--- TASK STATEMENT ---
Extract every line below that contains the string "marble", matching case exactly.

--- TASK DATA ---
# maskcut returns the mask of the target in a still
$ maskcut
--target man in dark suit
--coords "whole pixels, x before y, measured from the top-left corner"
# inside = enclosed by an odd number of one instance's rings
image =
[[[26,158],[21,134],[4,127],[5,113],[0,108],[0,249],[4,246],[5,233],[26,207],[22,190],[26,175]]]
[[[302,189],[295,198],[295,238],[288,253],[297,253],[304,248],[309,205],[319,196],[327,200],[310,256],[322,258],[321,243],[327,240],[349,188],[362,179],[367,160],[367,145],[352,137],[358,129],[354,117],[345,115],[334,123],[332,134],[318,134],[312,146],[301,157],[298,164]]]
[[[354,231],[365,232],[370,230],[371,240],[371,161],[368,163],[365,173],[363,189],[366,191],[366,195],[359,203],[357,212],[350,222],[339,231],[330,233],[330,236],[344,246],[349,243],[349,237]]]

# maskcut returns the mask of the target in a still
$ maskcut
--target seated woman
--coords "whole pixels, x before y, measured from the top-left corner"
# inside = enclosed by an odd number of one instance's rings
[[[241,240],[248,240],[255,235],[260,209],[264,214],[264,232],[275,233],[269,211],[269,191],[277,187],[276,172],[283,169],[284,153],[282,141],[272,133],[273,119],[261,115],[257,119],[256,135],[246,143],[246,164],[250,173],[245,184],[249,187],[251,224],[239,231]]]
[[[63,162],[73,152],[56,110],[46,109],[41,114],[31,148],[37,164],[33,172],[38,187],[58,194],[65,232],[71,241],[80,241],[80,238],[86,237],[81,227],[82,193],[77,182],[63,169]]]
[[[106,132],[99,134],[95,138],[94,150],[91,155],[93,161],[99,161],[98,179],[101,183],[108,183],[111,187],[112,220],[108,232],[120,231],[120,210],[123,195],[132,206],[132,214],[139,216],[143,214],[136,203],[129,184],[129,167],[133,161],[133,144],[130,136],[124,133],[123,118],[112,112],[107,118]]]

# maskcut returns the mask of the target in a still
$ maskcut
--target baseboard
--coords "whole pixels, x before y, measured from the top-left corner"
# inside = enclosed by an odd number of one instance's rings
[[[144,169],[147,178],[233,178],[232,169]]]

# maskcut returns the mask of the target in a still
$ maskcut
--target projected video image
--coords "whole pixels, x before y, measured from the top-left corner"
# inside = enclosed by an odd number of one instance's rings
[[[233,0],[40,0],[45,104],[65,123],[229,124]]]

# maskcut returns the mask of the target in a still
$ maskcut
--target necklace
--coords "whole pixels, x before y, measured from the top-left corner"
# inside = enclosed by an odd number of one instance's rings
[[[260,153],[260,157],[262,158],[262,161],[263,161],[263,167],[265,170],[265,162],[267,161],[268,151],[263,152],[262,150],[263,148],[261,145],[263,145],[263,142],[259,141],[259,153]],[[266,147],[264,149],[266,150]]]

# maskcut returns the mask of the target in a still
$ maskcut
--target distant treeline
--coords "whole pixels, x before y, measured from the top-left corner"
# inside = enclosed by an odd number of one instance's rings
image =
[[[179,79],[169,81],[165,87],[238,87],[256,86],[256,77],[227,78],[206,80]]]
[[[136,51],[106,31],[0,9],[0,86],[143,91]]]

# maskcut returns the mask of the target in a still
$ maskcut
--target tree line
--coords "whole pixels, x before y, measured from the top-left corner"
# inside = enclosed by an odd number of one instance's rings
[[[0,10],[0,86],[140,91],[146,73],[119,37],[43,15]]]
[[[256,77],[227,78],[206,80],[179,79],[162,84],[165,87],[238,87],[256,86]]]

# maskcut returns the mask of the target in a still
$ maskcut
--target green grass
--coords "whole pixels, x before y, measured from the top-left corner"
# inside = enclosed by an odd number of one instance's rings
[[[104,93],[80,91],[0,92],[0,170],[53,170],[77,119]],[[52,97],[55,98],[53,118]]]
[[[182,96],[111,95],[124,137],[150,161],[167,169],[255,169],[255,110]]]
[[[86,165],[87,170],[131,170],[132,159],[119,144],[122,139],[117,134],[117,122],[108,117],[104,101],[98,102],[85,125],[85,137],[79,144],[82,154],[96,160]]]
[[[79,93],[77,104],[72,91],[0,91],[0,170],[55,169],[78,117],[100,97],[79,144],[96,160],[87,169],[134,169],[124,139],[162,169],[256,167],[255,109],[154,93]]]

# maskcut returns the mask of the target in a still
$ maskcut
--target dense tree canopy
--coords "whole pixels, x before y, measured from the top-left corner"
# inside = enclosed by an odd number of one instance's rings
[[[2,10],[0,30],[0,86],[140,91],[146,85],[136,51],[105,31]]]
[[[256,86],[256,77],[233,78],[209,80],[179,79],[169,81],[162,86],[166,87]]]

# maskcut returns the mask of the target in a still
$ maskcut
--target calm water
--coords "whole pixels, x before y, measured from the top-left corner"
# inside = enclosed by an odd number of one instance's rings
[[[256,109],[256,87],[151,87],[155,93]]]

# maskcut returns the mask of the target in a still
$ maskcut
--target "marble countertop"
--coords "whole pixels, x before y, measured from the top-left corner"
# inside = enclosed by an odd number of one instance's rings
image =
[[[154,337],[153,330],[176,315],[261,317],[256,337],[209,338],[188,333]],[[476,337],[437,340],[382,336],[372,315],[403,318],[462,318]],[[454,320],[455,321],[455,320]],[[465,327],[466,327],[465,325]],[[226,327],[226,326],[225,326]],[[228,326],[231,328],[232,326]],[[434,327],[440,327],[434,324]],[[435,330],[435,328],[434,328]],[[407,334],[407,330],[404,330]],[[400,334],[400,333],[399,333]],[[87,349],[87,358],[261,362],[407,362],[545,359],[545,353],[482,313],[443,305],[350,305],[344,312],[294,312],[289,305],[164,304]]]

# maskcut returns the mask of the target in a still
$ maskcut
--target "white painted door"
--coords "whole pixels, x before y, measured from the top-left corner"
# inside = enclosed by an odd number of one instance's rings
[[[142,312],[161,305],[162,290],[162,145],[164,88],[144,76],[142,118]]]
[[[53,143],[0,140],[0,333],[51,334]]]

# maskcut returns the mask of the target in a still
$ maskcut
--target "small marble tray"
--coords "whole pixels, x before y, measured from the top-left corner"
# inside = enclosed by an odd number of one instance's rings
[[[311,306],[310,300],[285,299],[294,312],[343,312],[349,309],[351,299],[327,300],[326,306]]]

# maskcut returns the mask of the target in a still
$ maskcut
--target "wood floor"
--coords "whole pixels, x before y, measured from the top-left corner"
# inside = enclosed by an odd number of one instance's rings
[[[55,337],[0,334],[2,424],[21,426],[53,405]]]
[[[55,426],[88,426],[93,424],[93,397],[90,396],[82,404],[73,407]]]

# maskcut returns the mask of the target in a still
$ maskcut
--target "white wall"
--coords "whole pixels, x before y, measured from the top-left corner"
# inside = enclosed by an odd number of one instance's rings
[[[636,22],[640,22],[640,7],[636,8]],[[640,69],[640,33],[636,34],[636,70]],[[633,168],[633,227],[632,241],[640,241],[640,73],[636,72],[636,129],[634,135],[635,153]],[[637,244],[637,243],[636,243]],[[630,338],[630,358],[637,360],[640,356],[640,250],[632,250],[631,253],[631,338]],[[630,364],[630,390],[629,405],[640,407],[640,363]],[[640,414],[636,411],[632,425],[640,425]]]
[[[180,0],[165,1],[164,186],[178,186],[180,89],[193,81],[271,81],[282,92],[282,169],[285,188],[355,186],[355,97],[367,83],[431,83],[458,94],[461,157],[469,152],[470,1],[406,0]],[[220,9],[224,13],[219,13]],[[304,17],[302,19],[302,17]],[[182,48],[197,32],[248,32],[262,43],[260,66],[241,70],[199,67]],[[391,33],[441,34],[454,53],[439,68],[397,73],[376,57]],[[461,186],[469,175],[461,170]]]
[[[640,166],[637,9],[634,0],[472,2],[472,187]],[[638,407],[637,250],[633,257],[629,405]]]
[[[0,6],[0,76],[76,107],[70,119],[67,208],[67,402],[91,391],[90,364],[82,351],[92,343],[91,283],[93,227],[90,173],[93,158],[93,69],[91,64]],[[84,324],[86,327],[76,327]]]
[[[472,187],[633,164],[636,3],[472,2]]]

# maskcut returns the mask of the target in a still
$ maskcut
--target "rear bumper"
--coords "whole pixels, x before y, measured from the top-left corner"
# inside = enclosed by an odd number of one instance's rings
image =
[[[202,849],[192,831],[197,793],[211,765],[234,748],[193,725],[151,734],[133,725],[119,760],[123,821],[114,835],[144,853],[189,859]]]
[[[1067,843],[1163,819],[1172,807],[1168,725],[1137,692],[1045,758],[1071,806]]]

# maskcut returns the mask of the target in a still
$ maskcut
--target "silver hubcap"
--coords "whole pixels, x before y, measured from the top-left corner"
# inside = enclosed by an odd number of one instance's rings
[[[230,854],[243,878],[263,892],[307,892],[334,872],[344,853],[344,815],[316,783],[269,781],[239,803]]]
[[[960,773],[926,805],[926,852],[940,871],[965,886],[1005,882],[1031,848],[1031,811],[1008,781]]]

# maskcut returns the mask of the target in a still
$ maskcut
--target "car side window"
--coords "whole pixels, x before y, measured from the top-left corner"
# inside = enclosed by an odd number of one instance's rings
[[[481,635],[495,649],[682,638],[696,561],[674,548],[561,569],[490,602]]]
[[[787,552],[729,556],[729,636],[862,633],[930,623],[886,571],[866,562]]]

--- EXERCISE RESULT ---
--target "marble countertop"
--target "small marble tray"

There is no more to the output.